Source data
# # # #
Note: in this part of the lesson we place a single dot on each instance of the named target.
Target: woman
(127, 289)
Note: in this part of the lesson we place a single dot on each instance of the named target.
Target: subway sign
# # # #
= INSTRUCTIONS TO FOLLOW =
Your answer must hold the line containing "Target: woman" and all lines after it in the entries above, exactly, and nothing else.

= TASK OUTPUT =
Target: woman
(127, 289)
Note: in this part of the lesson we place a single dot on each instance of the named target.
Target: subway sign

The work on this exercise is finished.